#### The task:
Print every entry, word for word, and skip the images.

#### Object location annotation data:
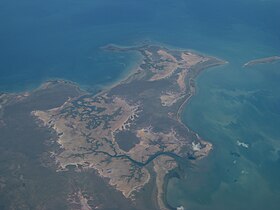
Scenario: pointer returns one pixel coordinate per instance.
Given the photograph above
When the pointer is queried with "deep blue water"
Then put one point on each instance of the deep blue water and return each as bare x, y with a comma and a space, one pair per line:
62, 38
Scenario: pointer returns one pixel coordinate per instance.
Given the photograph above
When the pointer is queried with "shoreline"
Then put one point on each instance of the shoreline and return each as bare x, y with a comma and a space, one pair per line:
132, 75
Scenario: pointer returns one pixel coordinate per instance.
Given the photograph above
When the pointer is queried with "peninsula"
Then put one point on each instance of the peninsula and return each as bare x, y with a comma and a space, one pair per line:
130, 134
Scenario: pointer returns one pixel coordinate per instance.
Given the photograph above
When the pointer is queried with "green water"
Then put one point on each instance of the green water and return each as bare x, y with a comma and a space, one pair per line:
234, 103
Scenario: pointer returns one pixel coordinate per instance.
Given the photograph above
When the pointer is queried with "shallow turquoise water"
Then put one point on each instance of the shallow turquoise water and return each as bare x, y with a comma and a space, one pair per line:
62, 38
234, 104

#### Task response:
Scenario: pointer returns one pixel coordinate per instance.
Given the photograph above
When the pointer is queried with "deep blue water"
Then put one point on each instance of the deep blue water and return each as bare x, y with a comma and a space, one pair per line:
62, 38
Scenario: pointer returns one pixel coordinate per instance.
Given the photograph above
When the pointer is queried with "shoreline"
Then put one point on each instance of the shoreline and return each as bare x, y with a comma and a space, one pair per line:
132, 75
Scenario: pointer returns one pixel coordinate per instance.
Given the photograph above
When the pointer is queried with "peninsula"
Then put one point on each instance of the peninsula and return each as bare x, y with a comma and a space, one pair per line:
130, 134
Scenario: pointer returns one pixel coordinate per instance.
Given the photograph above
When the pointer is queried with "green water"
Then put one point on each instance of the green water and return each as bare x, y with a comma and a space, one pair per line:
234, 103
Scenario: pointer returns one pixel coordinate per instance.
Given the photograph above
When the pointer is queried with "shallow turquoise water"
Then put one point on each instance of the shallow turquoise water and return each as bare x, y with a comma and a space, one pair per line:
62, 38
234, 104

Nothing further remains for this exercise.